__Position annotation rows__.
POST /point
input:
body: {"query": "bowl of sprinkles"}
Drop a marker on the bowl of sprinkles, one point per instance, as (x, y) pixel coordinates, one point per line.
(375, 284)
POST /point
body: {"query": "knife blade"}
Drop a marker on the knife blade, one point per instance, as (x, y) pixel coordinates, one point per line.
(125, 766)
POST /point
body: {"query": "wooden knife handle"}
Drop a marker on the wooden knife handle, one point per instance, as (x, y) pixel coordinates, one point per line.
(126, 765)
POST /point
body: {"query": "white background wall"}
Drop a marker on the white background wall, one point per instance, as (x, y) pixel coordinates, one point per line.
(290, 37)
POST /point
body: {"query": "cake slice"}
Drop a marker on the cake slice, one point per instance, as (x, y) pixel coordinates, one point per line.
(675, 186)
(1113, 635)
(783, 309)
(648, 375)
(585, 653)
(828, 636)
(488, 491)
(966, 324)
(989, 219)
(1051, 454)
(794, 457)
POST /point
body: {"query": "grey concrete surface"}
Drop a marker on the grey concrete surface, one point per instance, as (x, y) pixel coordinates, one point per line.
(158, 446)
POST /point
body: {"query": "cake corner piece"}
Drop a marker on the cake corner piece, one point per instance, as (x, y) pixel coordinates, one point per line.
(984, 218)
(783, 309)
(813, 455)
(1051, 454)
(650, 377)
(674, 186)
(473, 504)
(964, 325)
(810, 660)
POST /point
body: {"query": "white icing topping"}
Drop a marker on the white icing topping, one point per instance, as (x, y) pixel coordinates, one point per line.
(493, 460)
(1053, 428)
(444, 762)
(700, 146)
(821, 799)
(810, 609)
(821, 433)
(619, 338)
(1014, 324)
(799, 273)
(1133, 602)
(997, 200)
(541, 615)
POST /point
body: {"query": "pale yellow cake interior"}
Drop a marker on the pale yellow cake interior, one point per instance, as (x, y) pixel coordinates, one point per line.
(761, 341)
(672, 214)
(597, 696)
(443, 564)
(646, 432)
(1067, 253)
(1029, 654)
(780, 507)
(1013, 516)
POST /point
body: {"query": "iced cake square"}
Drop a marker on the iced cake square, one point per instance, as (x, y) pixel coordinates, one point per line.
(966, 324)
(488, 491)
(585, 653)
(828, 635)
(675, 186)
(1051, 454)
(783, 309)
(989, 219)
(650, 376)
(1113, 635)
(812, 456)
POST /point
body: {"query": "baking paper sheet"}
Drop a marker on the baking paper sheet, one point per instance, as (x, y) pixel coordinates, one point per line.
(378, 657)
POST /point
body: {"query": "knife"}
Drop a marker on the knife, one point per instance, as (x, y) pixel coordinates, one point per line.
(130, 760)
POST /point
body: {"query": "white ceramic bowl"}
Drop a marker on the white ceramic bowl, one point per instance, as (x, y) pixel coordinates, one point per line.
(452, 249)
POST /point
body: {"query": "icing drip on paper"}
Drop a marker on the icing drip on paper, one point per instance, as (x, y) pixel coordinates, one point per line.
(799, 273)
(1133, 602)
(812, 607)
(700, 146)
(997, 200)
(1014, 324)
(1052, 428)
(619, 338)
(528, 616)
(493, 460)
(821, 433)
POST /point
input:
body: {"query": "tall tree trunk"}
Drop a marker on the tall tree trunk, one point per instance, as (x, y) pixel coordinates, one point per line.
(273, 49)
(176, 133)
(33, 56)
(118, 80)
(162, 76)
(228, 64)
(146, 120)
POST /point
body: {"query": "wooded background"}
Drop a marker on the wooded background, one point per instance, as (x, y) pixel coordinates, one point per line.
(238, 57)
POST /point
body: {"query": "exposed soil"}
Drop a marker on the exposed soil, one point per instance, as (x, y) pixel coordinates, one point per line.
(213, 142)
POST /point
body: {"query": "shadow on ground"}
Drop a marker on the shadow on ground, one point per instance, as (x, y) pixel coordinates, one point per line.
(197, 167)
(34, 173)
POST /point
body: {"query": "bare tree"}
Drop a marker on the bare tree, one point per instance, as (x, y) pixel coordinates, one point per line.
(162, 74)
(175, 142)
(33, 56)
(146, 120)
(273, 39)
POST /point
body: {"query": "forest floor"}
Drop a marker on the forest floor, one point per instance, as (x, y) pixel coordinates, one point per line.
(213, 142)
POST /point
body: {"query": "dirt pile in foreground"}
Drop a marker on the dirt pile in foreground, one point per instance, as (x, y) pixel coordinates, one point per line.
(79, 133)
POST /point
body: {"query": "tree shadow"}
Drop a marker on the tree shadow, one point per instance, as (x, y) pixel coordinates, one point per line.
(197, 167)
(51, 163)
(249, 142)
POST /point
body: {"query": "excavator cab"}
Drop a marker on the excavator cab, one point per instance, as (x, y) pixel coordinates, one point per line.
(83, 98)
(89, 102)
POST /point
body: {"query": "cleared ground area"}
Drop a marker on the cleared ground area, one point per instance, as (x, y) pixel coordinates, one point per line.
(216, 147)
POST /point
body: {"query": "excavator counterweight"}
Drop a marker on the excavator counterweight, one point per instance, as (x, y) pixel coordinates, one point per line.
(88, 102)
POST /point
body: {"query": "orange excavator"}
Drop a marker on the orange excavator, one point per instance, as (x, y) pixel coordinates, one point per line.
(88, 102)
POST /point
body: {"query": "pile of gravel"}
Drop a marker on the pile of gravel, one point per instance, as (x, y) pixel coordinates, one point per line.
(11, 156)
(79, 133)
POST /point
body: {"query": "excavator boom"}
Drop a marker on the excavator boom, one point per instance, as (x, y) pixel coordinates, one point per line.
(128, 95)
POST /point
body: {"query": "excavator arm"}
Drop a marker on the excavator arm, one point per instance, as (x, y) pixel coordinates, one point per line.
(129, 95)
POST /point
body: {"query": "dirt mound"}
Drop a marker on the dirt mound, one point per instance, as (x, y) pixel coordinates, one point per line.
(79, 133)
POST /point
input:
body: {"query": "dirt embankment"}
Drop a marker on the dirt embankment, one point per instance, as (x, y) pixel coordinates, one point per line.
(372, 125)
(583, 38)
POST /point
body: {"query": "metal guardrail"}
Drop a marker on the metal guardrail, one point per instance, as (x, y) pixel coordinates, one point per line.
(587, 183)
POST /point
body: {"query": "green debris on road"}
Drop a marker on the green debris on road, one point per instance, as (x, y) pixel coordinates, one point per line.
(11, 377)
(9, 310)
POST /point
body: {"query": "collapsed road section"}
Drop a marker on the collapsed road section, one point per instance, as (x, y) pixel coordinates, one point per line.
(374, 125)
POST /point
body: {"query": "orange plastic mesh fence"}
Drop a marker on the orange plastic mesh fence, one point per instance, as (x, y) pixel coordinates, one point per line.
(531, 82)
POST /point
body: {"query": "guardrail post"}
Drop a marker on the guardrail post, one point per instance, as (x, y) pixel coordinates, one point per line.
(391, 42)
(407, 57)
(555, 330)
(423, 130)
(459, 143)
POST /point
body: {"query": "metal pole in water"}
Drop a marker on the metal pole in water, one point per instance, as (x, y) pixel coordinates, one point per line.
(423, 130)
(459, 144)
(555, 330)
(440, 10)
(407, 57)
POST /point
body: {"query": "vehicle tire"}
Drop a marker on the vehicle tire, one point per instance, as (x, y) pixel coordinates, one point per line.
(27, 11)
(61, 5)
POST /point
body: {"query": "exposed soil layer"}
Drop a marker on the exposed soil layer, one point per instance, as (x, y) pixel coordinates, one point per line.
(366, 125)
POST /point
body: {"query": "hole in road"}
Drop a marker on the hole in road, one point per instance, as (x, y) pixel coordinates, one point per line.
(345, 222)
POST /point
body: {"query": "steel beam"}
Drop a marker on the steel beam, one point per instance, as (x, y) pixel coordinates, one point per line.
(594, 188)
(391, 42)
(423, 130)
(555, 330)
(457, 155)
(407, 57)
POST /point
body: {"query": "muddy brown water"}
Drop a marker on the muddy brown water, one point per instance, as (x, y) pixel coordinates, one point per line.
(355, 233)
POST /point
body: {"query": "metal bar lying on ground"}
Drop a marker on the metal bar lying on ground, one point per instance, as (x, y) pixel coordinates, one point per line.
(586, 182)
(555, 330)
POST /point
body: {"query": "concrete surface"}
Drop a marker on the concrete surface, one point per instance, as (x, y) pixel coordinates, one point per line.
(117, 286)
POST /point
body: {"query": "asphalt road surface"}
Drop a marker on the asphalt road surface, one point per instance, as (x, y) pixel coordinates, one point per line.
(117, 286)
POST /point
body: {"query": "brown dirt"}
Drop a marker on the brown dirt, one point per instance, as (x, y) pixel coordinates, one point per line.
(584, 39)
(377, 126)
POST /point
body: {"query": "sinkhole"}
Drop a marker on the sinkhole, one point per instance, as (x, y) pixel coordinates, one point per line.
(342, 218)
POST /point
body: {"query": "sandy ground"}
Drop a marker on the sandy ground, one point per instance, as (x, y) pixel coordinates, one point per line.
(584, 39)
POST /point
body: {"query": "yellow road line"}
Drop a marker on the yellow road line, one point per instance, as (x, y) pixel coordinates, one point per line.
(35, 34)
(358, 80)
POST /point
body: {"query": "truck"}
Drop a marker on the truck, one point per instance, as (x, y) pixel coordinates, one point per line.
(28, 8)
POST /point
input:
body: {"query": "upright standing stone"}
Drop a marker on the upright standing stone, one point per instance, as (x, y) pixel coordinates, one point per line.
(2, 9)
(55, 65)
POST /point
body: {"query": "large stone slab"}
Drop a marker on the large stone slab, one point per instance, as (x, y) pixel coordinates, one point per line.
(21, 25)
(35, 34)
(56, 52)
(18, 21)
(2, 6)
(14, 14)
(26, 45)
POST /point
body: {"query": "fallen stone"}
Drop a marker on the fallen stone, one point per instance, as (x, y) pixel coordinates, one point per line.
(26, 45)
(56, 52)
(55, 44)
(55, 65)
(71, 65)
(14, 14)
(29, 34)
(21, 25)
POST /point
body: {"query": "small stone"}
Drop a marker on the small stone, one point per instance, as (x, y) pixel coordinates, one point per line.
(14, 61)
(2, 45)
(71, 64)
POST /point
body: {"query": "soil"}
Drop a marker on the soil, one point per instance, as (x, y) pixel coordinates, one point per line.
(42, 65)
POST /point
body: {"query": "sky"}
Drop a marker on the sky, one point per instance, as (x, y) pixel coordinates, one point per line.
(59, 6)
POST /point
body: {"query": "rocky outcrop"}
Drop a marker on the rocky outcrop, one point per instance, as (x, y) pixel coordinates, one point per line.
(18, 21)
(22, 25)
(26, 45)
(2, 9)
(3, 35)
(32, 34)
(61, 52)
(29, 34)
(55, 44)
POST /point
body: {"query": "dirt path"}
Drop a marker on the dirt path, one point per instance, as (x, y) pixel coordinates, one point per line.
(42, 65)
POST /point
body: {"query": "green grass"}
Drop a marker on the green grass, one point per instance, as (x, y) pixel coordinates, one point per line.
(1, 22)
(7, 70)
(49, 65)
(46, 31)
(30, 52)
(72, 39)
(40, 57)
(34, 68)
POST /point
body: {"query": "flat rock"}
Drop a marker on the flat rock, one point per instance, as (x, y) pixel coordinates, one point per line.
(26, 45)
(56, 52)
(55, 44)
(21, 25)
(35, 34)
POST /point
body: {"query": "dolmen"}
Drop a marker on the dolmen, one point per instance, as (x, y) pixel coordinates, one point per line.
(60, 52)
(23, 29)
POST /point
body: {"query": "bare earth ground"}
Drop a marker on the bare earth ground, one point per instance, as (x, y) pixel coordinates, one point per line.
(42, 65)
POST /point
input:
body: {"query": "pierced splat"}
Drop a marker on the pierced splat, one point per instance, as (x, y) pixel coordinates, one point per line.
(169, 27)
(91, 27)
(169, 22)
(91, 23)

__DIRECTIONS FOR THIS TASK__. Show each line of the rows above that contains the string "truck".

__SOLUTION FOR THIS TASK__.
body: {"query": "truck"}
Drop a marker on the truck, one point per instance, as (x, y) pixel coordinates, one point per line.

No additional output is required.